### DOCUMENT TEXT

[Start of section]

CTIS enabled critical integration between telehealth technologies and clinical functions. Historically, patients and providers have been slow to use telehealth capabilities, even in rural locations.[33] For provider–provider interaction, the use of telehealth is associated with increased access to specialty care, reduced wait times, shorter waiting lists, and unnecessary appointments for patients seeking specialist services.[34] Barriers to widespread use include the impact of service change, staff–patient interaction, credibility, and autonomy and technical issues.[35] Despite benefits, patients also remain resistant to telehealth use.[36] Payer changes in reimbursement policies[16] for telehealth and relaxing of communication requirements,[17] remove important barriers to technology use.[36] [37] At Intermountain, patients struggled to use the SVV telehealth technology but were given several familiar AVV options that they were more willing to use. This did create additional operational complexity ensuring that support and training was available for multiple AVV platforms. Expanded use of telemedicine in mainstream care during the lengthening pandemic may prove a tipping point to higher use.[38]
CTIS rapidly designed and developed EHR-embedded algorithms for prioritizing screening and test processing resources to limit waste by identifying those most likely to benefit from screening and/or from more rapid turnaround of test results. CTIS also found the algorithms responsive to rapidly changing testing criteria present during pandemic acceleration. These algorithms continue to be applied to all individuals presenting for screening at Intermountain-supported community testing locations. Such algorithms can be extended to evaluate value-based resource decisions in mainstream health care activities.

[End of section]

### DATA TO EXAMINE
[Start of section]

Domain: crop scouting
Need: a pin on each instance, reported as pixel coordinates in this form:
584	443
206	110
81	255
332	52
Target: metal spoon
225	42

[End of section]

### WORK INSTRUCTION 1
According to the telehealth passage, what did Intermountain patients turn to after they struggled with the SVV telehealth technology?
### WORK INSTRUCTION 2
Put this sentence from the telehealth passage into Spanish: "These algorithms continue to be applied to all individuals presenting for screening at Intermountain-supported community testing locations."

### OUTPUT 1
Several familiar AVV options that they were more willing to use.

### OUTPUT 2
Estos algoritmos se siguen aplicando a todas las personas que acuden a hacerse pruebas de detección en los centros comunitarios de pruebas respaldados por Intermountain.